• _WRITTEN INSTRUCTION A_
In the text on drilling rig day rates, what is the current utilisation of rigs?

• _TEXT TO READ_
As a result of this, operating profit is expected to increase by a modest 5 per cent this fiscal and surge next fiscal as newer lucrative contracts kick in. Further, the report stated that in the absence of significant investment towards addition of rigs, the growth will bolster the return and debt metrics of rig operators and strengthen their credit risk profiles.

Supply, however, has shrunk as rig operators did not invest in new rigs in the past few years, given the prevailing non-remunerative day rates and poor revenue visibility. This has resulted in utilisation currently being above 90 per cent compared with 75-80 per cent in the past five years, spurring competition among oil producers to secure the scarcely available rigs, leading to a spike in global day rates.

Notably, the domestic day rates follow global trends since rigs are movable and can be deployed globally. The day rates in India have recovered to ~$85,000 this fiscal from the average of $25,000-40,000 over the past six years.

A record low global order book and lead time of 3-4 years for rig manufacturing indicate rig supply can increase only ~1 per cent in the next 1-2 years, CRISIL Ratings said. With global demand expected to remain strong and supply tight, day rates will stay firm.

“Higher day rates will benefit domestic rig operators as existing contracts with lower rates get reset with higher-priced contracts. With ~20 per cent of rigs redeployed in the second half of this fiscal and another 20 per cent set to be deployed next fiscal, operating profit will spurt 30 per cent higher in fiscal 2025 amid largely stable operating expenses,” said Naveen Vaidyanathan, Director, CRISIL Ratings Limited.

The higher profitability will also boost the return on capital employed of Indian rig operators to 7-8 per cent next fiscal from 0-4 per cent since fiscal 2018.

Ankit Kedia, Associate Director, CRISIL Ratings Limited, said, “Despite improved profitability, domestic rig operators are unlikely to invest significantly in fleet expansion after witnessing prolonged subdued returns. This will result in a gradual strengthening of debt metrics. Financial leverage as measured by debt to earnings before interest, tax, depreciation and amortisation is expected to improve from 3.2 times in fiscal 2023 to below 2 times by fiscal 2025.”

In the light of this, any acquisition of rigs at the prevailing high asset valuations could potentially deter the expected improvement in financial metrics and will bear watching. Also, regulatory changes could render certain rigs unfit for deployment and will be monitorable, the report stated.

• _WRITTEN INSTRUCTION B_
Extract every line of the rows below that contains the string "distant". Case counts.

• _PROVIDED RECORDS_
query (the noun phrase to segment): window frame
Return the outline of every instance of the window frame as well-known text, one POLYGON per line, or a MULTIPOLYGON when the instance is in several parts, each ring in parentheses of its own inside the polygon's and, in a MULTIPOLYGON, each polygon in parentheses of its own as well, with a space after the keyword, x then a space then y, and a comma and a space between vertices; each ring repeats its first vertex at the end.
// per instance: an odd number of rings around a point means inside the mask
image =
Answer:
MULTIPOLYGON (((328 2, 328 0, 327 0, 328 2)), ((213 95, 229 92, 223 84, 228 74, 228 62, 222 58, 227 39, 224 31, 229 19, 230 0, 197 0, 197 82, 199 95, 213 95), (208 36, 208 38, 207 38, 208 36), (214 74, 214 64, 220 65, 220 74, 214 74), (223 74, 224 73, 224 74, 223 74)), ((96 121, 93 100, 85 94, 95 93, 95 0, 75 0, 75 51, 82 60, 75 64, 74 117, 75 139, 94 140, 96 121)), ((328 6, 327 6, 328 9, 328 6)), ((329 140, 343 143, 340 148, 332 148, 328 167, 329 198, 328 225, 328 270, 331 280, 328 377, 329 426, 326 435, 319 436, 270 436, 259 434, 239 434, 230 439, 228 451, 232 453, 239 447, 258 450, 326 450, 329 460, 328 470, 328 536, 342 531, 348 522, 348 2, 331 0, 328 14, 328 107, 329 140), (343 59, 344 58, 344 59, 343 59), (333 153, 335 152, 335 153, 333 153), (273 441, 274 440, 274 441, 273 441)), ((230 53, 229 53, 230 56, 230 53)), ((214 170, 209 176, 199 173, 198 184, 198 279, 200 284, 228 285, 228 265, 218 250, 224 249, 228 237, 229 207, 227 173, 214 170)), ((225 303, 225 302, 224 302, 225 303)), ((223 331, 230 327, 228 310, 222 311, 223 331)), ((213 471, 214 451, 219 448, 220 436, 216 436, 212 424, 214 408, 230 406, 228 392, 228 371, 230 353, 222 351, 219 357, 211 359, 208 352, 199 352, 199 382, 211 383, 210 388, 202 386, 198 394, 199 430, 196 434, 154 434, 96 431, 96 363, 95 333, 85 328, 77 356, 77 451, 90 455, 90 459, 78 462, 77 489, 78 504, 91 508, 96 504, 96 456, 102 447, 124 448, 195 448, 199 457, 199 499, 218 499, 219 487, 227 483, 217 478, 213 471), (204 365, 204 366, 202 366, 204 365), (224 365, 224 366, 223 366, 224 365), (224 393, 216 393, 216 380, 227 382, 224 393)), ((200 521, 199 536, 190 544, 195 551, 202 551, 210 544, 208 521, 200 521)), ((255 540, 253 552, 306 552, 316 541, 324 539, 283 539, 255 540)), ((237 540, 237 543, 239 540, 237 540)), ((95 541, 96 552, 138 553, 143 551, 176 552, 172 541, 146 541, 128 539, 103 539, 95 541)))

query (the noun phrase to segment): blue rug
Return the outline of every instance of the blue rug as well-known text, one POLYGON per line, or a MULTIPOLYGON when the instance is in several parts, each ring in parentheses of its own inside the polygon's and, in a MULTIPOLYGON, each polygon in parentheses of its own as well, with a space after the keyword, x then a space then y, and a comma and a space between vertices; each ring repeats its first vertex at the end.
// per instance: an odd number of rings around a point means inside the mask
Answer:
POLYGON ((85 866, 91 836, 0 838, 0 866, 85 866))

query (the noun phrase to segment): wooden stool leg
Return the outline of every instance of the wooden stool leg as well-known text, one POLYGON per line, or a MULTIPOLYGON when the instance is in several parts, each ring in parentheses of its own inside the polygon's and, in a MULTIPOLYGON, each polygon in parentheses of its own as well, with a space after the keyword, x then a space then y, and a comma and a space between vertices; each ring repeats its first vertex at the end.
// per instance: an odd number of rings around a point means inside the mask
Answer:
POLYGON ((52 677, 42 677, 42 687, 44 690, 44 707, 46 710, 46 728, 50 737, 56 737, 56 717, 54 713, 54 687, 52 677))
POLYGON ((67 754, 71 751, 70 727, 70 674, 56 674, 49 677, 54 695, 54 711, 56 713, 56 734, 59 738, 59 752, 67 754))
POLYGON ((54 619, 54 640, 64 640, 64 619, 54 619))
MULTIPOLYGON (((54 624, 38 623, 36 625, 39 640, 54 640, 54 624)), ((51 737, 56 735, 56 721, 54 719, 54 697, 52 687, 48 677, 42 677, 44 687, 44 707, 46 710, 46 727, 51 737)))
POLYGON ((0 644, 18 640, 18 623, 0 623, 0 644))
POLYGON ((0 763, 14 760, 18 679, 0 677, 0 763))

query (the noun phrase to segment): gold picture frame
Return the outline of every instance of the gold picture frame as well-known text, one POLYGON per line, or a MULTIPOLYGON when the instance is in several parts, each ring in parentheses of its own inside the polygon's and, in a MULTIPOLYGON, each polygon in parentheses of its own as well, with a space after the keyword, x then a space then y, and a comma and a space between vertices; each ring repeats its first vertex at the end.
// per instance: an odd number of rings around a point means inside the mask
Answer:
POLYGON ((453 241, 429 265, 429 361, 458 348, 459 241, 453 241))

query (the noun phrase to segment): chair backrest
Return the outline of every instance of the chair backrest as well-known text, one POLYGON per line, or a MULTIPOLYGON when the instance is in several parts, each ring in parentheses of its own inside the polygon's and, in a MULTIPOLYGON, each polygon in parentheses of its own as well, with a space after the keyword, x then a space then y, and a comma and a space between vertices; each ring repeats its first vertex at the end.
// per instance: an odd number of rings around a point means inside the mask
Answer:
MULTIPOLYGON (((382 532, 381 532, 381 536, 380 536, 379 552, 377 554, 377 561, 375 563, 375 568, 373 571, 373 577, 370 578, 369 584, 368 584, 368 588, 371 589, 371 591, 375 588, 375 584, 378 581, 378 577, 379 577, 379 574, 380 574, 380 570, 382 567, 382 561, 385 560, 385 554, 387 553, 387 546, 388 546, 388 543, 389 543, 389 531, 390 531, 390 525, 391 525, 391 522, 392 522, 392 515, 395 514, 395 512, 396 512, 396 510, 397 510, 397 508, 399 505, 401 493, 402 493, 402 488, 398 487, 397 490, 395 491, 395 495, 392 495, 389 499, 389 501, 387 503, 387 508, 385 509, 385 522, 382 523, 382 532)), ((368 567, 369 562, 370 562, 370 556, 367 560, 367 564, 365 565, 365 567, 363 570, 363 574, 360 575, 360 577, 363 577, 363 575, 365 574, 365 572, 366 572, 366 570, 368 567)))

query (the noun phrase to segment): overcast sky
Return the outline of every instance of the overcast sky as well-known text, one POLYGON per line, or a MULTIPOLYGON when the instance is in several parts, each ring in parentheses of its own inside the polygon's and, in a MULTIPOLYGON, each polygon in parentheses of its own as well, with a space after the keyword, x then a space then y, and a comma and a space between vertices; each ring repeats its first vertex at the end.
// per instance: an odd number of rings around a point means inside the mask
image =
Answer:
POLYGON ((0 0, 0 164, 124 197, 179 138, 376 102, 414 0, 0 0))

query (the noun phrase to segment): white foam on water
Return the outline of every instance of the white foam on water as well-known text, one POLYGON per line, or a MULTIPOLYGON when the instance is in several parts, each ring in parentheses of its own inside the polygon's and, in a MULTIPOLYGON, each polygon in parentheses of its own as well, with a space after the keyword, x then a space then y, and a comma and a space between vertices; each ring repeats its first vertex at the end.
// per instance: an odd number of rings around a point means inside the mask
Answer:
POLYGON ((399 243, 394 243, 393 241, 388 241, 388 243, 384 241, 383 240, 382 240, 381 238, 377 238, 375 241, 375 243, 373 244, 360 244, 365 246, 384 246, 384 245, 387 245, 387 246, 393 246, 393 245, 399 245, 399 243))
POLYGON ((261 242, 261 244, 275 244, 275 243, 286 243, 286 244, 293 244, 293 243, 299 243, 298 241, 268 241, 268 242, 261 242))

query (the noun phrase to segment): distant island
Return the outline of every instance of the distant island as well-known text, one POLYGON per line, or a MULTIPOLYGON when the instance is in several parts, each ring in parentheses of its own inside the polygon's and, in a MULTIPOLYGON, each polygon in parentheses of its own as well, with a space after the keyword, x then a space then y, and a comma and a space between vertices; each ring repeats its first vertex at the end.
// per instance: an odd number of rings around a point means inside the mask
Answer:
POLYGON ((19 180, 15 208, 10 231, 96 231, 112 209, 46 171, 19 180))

• _COMPLETE ANSWER A_
Above 90 percent.

• _COMPLETE ANSWER B_
query (the noun phrase to segment): distant island
Return the outline of every instance of the distant island as well-known text, one POLYGON per line, or a MULTIPOLYGON when the instance is in several parts, each ring in parentheses of its own inside the polygon's and, in a MULTIPOLYGON, each polygon in parentheses of its own as well, with a space after the keyword, x then a space then y, and a comma and a space between vertices; each ring repeats its first vertex at the end.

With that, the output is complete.